> **TASK TO COMPLETE**:
Your answer should be exactly the lines from the one that contains "the toddler's face" through the final line of the entries below, and nothing else.

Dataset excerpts
►
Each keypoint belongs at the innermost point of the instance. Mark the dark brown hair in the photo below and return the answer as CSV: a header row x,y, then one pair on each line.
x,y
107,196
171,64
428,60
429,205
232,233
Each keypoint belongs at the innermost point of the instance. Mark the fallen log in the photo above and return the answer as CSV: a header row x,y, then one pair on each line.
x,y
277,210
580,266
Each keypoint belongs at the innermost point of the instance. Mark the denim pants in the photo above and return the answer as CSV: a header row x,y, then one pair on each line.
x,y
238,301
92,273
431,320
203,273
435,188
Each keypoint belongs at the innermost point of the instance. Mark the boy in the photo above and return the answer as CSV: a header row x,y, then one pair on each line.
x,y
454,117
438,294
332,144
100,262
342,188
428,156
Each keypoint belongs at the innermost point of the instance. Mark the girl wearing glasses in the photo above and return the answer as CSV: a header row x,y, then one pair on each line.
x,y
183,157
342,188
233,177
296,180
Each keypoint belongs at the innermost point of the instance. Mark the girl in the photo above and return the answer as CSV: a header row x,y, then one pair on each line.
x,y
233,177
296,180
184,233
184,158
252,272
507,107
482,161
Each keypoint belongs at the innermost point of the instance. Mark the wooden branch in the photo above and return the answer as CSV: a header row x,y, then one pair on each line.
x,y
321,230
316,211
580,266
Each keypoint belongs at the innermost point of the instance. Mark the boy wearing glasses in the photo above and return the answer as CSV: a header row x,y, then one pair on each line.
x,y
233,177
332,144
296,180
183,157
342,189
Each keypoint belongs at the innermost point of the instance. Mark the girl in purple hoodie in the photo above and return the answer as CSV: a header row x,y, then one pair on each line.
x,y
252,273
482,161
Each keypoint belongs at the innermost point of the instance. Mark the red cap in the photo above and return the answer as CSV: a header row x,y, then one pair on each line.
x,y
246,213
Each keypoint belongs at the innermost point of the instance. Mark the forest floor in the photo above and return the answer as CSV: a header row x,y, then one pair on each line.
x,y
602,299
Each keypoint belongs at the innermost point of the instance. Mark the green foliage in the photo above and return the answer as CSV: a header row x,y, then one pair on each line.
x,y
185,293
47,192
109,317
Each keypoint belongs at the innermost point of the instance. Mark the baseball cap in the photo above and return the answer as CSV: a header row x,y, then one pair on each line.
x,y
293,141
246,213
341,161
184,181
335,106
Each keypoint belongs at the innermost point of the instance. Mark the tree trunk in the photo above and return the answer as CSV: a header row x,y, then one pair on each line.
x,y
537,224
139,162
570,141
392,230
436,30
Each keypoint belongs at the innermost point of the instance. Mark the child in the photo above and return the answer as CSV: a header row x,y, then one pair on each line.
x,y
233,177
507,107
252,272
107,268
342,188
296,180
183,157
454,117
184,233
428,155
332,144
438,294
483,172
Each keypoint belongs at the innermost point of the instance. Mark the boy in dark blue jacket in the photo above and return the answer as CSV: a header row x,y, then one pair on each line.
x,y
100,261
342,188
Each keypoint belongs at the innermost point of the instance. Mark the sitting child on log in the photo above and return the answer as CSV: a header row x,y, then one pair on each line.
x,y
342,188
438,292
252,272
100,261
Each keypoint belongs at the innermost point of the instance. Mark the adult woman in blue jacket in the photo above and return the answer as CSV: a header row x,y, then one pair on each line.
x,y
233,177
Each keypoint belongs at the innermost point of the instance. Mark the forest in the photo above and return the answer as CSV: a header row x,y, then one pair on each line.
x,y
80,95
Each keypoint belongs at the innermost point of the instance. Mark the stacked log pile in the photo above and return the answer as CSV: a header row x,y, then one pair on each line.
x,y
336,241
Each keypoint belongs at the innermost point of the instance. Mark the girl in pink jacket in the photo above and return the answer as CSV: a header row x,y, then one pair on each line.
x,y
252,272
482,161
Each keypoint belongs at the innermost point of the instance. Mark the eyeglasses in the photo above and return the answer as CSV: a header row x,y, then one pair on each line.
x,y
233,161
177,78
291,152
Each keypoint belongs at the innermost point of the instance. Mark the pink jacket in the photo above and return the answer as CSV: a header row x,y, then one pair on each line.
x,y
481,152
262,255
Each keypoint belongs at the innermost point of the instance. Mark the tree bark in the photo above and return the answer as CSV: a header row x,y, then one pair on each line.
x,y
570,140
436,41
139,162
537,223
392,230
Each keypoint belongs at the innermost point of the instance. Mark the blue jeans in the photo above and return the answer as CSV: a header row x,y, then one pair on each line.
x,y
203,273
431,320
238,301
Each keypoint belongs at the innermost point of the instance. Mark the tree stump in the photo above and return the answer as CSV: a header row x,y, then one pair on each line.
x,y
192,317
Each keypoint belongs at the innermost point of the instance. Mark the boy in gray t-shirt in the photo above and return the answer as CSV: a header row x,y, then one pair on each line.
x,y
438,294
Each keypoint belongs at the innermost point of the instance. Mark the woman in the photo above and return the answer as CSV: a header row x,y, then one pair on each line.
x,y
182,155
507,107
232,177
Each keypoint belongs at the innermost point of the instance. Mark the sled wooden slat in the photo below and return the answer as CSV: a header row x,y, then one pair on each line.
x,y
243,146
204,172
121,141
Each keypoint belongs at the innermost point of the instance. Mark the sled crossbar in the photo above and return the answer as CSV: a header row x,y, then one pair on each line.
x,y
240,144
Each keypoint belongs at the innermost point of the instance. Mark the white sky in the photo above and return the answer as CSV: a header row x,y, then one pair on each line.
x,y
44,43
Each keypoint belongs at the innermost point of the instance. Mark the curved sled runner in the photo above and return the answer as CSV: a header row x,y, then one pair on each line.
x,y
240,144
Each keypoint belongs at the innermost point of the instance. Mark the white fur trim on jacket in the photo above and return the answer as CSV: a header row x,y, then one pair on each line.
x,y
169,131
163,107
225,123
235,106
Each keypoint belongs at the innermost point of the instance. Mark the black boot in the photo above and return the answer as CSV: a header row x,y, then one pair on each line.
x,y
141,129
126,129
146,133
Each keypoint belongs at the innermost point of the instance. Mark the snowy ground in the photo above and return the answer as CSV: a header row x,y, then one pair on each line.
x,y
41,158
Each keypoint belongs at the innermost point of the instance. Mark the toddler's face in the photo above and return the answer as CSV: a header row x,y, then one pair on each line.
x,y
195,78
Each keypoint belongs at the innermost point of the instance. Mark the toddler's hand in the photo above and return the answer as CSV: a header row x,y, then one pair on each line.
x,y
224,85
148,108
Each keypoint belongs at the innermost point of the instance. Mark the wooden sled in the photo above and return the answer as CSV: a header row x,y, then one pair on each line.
◄
> **SOLUTION**:
Each keypoint belongs at the innermost point of the instance. Mark the toddler's face in the photo above and return the answer as CSV: a header row x,y, then one pair on each line.
x,y
195,78
Each keypoint belongs at the innermost point of the instance. Mark the toddler's hand in the photo above and return the answer as CSV: a header row x,y, then one pair on each line.
x,y
224,85
148,108
Each keypoint belongs at the innermost point of the instance. Mark the wooden sled in the photo above and return the answer as CSV: a header row x,y, then one pair on each line.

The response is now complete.